What to work on:
Write out every line of the material below word for word, with nothing changed.

--- begin Supplied data ---

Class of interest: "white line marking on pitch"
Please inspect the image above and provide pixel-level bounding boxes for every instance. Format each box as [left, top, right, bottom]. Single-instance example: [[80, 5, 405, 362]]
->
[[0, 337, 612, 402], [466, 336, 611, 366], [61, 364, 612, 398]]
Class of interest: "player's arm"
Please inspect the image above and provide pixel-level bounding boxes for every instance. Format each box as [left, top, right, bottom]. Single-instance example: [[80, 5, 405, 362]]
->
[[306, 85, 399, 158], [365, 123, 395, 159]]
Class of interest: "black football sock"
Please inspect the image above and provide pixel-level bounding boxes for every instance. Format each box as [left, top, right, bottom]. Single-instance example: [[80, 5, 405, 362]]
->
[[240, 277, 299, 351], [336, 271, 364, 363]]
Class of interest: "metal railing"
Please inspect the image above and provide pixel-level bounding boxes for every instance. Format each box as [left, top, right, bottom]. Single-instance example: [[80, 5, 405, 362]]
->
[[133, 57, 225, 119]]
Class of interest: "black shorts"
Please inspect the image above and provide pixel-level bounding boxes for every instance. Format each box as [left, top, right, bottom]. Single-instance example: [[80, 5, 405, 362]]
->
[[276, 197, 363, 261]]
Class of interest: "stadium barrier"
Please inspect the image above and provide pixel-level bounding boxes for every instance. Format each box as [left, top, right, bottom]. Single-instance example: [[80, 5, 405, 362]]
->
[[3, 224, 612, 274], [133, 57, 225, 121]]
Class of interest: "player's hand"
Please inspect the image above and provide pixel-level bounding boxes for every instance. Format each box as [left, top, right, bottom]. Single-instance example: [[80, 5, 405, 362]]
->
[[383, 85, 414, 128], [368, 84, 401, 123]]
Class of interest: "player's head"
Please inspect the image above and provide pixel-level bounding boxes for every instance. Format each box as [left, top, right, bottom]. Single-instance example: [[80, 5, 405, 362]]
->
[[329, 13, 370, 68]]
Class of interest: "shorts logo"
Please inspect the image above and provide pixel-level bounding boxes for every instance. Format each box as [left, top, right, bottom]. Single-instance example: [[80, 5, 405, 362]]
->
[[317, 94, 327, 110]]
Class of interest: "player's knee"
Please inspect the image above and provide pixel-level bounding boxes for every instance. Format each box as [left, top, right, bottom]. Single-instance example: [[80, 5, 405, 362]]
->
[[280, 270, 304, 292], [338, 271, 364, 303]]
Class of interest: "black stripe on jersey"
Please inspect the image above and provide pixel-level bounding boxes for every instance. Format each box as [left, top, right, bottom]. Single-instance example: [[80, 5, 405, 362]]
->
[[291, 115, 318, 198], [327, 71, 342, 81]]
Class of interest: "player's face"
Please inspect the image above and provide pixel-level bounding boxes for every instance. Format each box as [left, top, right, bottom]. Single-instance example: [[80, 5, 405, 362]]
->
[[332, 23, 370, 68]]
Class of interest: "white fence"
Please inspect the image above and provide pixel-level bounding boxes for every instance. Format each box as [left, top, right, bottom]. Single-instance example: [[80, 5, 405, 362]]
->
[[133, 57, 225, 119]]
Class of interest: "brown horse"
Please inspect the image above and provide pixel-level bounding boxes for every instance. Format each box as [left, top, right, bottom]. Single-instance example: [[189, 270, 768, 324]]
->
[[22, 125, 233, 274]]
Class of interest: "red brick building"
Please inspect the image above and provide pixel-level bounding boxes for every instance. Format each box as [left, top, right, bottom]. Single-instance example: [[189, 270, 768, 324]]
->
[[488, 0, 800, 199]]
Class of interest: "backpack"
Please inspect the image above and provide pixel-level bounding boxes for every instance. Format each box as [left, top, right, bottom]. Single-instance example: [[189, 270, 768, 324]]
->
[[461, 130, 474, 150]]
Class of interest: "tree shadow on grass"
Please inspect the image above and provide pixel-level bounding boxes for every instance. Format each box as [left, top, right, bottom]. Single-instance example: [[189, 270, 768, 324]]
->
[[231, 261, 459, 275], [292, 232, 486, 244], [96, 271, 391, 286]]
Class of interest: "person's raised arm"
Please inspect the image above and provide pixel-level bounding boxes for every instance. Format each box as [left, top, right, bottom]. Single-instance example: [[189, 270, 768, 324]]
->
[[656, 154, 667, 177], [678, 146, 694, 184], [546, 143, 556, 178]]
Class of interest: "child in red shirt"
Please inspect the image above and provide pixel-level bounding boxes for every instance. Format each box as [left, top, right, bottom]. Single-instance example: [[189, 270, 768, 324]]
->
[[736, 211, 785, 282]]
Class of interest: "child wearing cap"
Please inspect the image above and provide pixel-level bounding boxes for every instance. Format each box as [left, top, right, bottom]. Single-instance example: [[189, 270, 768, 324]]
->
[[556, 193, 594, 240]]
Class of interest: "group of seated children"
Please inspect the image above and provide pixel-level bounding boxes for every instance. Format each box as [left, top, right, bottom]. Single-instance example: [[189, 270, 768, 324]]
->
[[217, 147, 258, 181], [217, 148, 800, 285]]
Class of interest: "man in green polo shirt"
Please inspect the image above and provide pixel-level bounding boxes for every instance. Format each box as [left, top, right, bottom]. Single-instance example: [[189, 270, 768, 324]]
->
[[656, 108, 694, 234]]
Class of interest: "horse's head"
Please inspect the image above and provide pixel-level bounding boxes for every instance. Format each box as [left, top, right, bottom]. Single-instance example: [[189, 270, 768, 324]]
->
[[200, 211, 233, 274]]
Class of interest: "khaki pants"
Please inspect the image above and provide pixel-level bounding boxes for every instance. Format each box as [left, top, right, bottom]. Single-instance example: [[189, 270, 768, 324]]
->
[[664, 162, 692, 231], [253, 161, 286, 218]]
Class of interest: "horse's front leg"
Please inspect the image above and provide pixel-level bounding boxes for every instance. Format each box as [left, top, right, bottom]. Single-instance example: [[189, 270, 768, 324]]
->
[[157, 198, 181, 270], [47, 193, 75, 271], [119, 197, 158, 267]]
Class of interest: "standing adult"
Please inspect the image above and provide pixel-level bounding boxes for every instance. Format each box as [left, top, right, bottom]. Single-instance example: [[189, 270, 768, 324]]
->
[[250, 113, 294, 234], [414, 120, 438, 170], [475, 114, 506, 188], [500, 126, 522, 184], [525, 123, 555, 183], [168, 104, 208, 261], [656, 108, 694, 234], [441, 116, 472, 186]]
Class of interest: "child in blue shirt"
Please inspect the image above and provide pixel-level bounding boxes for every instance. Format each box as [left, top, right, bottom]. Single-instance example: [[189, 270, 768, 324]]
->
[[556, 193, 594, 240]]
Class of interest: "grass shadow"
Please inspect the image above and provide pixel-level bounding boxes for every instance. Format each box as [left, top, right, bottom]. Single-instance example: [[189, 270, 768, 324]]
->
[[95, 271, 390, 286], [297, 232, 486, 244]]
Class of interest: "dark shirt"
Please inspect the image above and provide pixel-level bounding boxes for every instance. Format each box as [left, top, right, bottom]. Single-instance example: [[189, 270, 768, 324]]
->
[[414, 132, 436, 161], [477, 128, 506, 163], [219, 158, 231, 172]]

--- end Supplied data ---

The output:
Class of interest: "white line marking on pitch"
Please inspect the image above and provide pixel-level bounding boxes for every instance. Format each box as [left, top, right, bottom]. Single-instance example: [[80, 5, 405, 362]]
->
[[0, 337, 612, 402], [466, 336, 611, 366], [61, 364, 612, 398]]
Class of interest: "player's arm"
Please inspect the image above and provide pixel-level bounding boxes for every instance. Format each box as [left, top, right, bottom]. Single-instance example: [[80, 5, 405, 362]]
->
[[306, 85, 399, 158], [365, 123, 395, 159]]
Class of interest: "black football sock"
Please inspect the image above and provide pixel-level bounding boxes for every instance. Format each box as [left, top, right, bottom]. Single-instance example: [[80, 5, 405, 362]]
->
[[240, 277, 299, 351], [336, 271, 364, 363]]
Class of interest: "metal railing"
Please inspect the image above and provide pixel-level bounding boxes for every instance. Format each box as [left, top, right, bottom]. Single-instance example: [[80, 5, 405, 362]]
->
[[133, 57, 225, 119]]
Class of interest: "black shorts"
Please inspect the image above and provide pixel-level bounding boxes for every instance. Format each box as [left, top, right, bottom]. Single-instance example: [[80, 5, 405, 362]]
->
[[276, 197, 363, 261]]
Class of interest: "stadium barrier"
Please inspect the image above and provide pixel-level bounding boxes for every instance. Format each box as [left, top, right, bottom]. Single-instance example: [[80, 5, 405, 362]]
->
[[3, 224, 612, 274], [133, 57, 225, 121]]
Class of interest: "player's hand"
Please inspect the image above and provide pixel-level bounding boxes for every instance. Format each box as [left, top, right, bottom]. Single-instance example: [[80, 5, 405, 362]]
->
[[383, 85, 414, 128], [368, 84, 401, 123]]
Class of interest: "player's head"
Please inspect the image above and provide pixel-level bounding boxes for every instance. Format each box as [left, top, right, bottom]. Single-instance example: [[80, 5, 405, 362]]
->
[[329, 13, 370, 68]]
Class of interest: "shorts logo"
Please inspect the image above and provide pixel-level bounding boxes for every instance. Format each box as [left, top, right, bottom]. Single-instance example: [[80, 5, 405, 362]]
->
[[317, 94, 327, 110]]
Class of interest: "player's knee"
Please inspect the image above and provide pixel-level bounding boxes for every instance. Format each box as [left, top, right, bottom]. Single-instance example: [[80, 5, 405, 362]]
->
[[280, 270, 304, 292], [338, 271, 364, 303]]
Class of interest: "black stripe on jersey"
Please inspect the image above and provide pixel-level bounding boxes for every instance. Format each box as [left, top, right, bottom]. Single-instance example: [[80, 5, 405, 362]]
->
[[291, 115, 318, 198], [327, 71, 342, 81]]
Class of interest: "player's face"
Please inspect the image above and provide pixel-level bounding boxes for every instance. Format each box as [left, top, right, bottom]. Single-instance example: [[80, 5, 405, 362]]
->
[[332, 23, 370, 68]]
Class of interest: "white fence"
Please inspect the image above and provide pixel-level bounding boxes for every instance. Format each box as [left, top, right, bottom]. Single-instance example: [[80, 5, 405, 362]]
->
[[133, 57, 225, 119]]
Class of interest: "brown horse"
Please inspect the image above and provide pixel-level bounding boxes for every instance. Format each box as [left, top, right, bottom]. Single-instance example: [[189, 270, 768, 324]]
->
[[22, 125, 233, 274]]
Class of interest: "red brick building"
Please inspect the image above and provide pixel-level bounding boxes for every instance. Format each box as [left, top, right, bottom]. Single-instance example: [[189, 270, 768, 324]]
->
[[488, 0, 800, 199]]
Class of interest: "backpack"
Please inspect the image above and provide pixel-level bounding boxes for every instance. Format each box as [left, top, right, bottom]. Single-instance example: [[189, 270, 768, 324]]
->
[[461, 130, 474, 150]]
Class of interest: "tree shadow on grass"
Please inspect the image above and provide pixel-level bounding boxes for every instance. Format each box as [left, top, right, bottom]. Single-instance example: [[189, 270, 768, 324]]
->
[[231, 261, 459, 275], [292, 232, 486, 244], [96, 271, 391, 286]]
Class of interest: "person's raised arm"
Please inspect the image above and provide pixel-level bounding boxes for every instance. Format each box as [left, top, right, bottom]. Single-instance example: [[189, 270, 768, 324]]
->
[[656, 154, 667, 177], [678, 146, 694, 184], [546, 143, 556, 178]]
Class of interest: "child in red shirt"
Please inspect the image above and provide pixel-level bounding boxes for every instance. Format each box as [left, top, right, bottom]. Single-instance example: [[189, 270, 768, 324]]
->
[[736, 211, 785, 282]]
Class of interest: "child wearing cap"
Please inspect the image above and provide pixel-level bounding boxes for every instance. Format each box as [left, top, right, bottom]. Single-instance example: [[189, 270, 768, 324]]
->
[[556, 193, 594, 240]]
Class of interest: "group of seated children"
Please inspect the image above and provide pixel-level bounding boxes for every instance. Format each box as [left, top, right, bottom]. Single-instance example: [[189, 270, 768, 324]]
->
[[217, 147, 258, 181], [217, 148, 800, 285]]
Class of interest: "man in green polo shirt"
Please inspect the image above and provide pixel-level bounding boxes for every instance. Format each box as [left, top, right, bottom]. Single-instance example: [[189, 270, 768, 324]]
->
[[656, 108, 694, 234]]
Class of interest: "horse's head"
Please inspect the image above and provide pixel-level bounding boxes for every instance. Format each box as [left, top, right, bottom]. Single-instance example: [[189, 270, 768, 324]]
->
[[200, 211, 233, 274]]
Class of interest: "khaki pants"
Please inspect the image above and provide pixel-level bounding boxes for every instance. Format each box as [left, top, right, bottom]. Single-instance example: [[189, 270, 768, 324]]
->
[[664, 162, 692, 231], [253, 161, 286, 218]]
Class of interest: "horse's front leg"
Please inspect the image above and provide pixel-level bounding boxes for every instance. Format each box as [left, top, right, bottom]. Single-instance example: [[189, 270, 768, 324]]
->
[[157, 198, 181, 270], [47, 193, 75, 271], [119, 197, 158, 267]]
Class of interest: "standing adult"
Please inspect the image above and provide pixel-level bounding boxes for every instance. Format each box as [left, top, right, bottom]. Single-instance example: [[189, 270, 768, 324]]
->
[[250, 113, 294, 234], [414, 120, 438, 170], [475, 114, 506, 188], [500, 126, 522, 184], [525, 123, 555, 183], [168, 104, 208, 261], [656, 108, 694, 234], [441, 116, 472, 186]]
Class of interest: "child in blue shirt"
Please inspect the image above and provide pixel-level bounding boxes for every instance. Format each box as [left, top, right, bottom]. Single-instance example: [[189, 270, 768, 324]]
->
[[556, 193, 594, 240]]
Class of interest: "grass shadow"
Please inspect the image above and provide pixel-level bounding boxes for every instance. Format each box as [left, top, right, bottom]. Single-instance example: [[189, 270, 768, 324]]
->
[[95, 271, 390, 286], [297, 232, 486, 244]]
Class of interest: "dark shirt"
Please inspect the image above and provide pixel-level bounding boxes for every instance. Format each box as [left, top, right, bottom]. Single-instance example: [[189, 270, 768, 324]]
->
[[414, 132, 436, 161], [477, 128, 506, 163], [219, 158, 231, 172]]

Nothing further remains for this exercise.